> _Exercise instructions_
Print the line that contains "Find the tree bark" and every line after it through the last line of the records below, exactly as written and nothing else.

** Start **

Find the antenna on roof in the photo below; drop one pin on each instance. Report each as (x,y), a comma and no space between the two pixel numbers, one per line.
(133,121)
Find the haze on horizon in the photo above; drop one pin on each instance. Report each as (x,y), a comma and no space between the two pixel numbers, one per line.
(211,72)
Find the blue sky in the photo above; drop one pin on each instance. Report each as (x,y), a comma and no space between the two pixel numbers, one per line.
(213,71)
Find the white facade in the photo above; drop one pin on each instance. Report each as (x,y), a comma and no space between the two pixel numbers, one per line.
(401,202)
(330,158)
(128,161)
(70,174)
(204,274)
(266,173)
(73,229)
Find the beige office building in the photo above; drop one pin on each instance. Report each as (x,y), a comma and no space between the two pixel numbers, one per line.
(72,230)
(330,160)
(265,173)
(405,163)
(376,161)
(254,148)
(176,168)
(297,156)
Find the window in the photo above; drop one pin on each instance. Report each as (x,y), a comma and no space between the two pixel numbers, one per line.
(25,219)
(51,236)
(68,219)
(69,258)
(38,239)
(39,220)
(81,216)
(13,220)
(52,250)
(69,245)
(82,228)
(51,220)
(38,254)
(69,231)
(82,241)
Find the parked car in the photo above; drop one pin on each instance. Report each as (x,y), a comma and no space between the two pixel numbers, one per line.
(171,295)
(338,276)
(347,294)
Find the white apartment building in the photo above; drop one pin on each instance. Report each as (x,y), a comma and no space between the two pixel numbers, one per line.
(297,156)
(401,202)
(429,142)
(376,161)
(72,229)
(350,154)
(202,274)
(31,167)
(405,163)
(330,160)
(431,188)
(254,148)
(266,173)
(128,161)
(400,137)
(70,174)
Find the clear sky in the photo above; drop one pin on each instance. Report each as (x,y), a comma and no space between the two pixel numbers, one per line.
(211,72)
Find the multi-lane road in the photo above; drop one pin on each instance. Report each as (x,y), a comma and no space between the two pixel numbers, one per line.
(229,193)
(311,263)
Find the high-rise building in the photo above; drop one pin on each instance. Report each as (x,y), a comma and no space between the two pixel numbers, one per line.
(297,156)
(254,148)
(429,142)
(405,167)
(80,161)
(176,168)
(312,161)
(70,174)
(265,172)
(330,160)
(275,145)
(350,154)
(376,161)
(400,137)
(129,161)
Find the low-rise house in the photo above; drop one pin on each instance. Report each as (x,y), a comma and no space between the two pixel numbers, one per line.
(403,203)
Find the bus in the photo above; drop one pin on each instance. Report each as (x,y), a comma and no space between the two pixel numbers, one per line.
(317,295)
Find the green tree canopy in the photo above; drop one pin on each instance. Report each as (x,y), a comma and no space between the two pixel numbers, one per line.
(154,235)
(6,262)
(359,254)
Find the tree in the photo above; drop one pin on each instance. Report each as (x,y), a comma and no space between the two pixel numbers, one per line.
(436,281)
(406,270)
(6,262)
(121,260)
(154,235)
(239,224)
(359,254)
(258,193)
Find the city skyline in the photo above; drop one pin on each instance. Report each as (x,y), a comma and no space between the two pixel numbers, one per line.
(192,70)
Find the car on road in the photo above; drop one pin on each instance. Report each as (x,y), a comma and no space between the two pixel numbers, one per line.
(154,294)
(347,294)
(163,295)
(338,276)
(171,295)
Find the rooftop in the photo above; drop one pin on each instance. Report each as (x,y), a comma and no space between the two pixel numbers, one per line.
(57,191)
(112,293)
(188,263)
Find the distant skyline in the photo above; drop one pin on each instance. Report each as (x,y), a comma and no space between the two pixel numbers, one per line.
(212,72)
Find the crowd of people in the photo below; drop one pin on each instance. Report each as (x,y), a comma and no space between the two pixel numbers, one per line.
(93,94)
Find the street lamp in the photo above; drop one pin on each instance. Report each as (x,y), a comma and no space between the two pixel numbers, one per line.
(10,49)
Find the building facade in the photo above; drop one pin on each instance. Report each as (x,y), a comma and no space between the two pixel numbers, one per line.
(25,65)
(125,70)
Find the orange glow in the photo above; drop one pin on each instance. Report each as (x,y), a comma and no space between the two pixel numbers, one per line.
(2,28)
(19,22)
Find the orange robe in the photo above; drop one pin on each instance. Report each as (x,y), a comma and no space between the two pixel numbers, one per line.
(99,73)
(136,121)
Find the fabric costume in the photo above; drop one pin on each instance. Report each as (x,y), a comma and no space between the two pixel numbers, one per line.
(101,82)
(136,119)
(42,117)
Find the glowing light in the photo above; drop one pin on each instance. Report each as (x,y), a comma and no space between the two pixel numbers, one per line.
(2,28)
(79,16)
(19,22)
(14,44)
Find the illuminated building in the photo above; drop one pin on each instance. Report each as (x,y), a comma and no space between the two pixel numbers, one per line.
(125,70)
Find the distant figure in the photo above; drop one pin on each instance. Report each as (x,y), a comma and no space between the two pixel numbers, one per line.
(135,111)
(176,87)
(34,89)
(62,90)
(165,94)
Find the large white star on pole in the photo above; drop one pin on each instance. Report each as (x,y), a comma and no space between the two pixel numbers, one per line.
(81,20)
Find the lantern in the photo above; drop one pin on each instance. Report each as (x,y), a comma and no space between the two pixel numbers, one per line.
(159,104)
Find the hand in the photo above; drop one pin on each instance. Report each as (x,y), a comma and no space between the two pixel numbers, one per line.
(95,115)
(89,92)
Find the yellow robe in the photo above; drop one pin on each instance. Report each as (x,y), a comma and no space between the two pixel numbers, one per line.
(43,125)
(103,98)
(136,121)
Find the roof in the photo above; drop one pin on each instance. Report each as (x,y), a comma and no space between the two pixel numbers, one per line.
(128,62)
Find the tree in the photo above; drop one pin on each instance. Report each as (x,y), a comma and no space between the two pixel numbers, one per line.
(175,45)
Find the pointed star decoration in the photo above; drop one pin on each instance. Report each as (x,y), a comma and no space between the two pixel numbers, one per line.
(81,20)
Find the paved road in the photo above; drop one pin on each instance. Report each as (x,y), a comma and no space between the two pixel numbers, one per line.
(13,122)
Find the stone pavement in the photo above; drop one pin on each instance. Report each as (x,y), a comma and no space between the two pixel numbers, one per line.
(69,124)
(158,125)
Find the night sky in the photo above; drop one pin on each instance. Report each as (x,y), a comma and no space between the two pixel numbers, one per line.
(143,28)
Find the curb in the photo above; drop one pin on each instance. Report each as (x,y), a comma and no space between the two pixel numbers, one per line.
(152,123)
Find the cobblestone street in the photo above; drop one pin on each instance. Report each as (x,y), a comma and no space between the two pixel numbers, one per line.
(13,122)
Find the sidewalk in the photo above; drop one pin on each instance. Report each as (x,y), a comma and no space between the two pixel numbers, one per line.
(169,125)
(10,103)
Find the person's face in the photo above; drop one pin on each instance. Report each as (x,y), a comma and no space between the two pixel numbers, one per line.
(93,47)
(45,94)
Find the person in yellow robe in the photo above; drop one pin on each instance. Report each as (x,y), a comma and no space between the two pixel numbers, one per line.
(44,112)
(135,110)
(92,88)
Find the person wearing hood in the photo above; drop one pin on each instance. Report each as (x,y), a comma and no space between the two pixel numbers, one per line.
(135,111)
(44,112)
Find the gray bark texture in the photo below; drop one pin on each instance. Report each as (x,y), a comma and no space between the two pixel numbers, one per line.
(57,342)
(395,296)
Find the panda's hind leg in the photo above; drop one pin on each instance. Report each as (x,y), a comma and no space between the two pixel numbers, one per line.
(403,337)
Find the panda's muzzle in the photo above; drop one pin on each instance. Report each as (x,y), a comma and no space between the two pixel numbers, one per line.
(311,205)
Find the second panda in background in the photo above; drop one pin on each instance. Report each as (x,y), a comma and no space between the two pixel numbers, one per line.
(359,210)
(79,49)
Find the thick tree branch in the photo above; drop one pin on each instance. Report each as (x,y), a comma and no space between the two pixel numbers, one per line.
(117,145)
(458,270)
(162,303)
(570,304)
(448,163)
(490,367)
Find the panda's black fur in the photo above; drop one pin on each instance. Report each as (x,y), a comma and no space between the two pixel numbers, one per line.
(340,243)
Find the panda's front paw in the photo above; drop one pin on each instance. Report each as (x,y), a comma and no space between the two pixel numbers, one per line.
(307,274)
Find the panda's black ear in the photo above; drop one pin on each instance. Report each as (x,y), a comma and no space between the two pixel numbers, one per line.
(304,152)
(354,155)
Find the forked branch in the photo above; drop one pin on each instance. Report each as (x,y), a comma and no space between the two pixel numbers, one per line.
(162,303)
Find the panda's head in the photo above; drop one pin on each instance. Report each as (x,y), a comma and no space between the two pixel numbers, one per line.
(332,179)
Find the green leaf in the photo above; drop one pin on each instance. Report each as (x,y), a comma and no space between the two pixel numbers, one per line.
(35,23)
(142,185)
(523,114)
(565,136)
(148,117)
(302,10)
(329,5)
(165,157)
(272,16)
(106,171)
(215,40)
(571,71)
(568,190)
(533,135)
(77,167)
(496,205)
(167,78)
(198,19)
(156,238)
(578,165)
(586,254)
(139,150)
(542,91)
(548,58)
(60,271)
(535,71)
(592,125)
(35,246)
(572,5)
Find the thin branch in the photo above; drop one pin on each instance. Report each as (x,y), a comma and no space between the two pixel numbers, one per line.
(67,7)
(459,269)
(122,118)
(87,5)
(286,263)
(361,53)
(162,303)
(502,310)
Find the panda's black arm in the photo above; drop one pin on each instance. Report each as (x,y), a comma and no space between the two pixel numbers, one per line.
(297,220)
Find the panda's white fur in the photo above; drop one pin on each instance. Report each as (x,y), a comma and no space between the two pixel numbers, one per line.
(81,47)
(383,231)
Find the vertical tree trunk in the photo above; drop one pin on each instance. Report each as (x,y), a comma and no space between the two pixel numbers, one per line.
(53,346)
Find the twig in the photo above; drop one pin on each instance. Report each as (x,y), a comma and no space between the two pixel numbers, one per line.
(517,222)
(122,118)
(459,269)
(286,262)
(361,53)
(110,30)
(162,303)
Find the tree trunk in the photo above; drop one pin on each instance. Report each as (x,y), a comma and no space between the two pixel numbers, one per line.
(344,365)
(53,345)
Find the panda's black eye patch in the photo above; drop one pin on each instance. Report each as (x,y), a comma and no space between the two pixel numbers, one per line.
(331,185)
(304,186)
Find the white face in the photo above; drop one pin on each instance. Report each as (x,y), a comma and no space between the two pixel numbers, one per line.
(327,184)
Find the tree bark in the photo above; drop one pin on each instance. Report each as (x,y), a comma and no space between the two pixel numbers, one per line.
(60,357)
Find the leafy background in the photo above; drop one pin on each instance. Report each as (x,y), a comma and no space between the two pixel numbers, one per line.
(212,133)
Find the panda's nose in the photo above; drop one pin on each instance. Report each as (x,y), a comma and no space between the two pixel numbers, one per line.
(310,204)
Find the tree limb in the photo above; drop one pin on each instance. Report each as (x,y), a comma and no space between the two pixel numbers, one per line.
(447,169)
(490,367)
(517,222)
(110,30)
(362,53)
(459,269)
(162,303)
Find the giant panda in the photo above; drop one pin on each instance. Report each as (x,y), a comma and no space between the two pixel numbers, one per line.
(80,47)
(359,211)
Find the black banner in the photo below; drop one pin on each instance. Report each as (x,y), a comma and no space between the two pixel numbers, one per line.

** End **

> _Output for this exercise_
Find the tree bark in the photo above; drop one pin on each instance. Report each as (x,y), a comma and no space between the two pixel numbers, one per line.
(60,357)
Find the leafy background in the photo above; drop one pin on each instance. Report each as (x,y), a comma and no space between the two pixel numbers, one per line.
(212,133)
Find the panda's nose in the photo above; drop one pin on each instance. Report each as (x,y), a comma and no space between the two pixel numbers, one per line.
(310,204)
Find the tree limb in the photo above; drop one pin on each instance. Report each as (x,y), a comma and no space between the two pixel numbers, one per line.
(447,169)
(490,367)
(517,222)
(110,30)
(362,53)
(459,269)
(162,303)
Find the giant panda in the photo above; drop one pin on each instance. Report each as (x,y), a comma and no space between the two pixel numbers, one per line.
(80,47)
(359,211)
Find the black banner in the photo below; drop one pin on each instance. Report each as (x,y), a comma and no space between the two pixel numbers, one per line.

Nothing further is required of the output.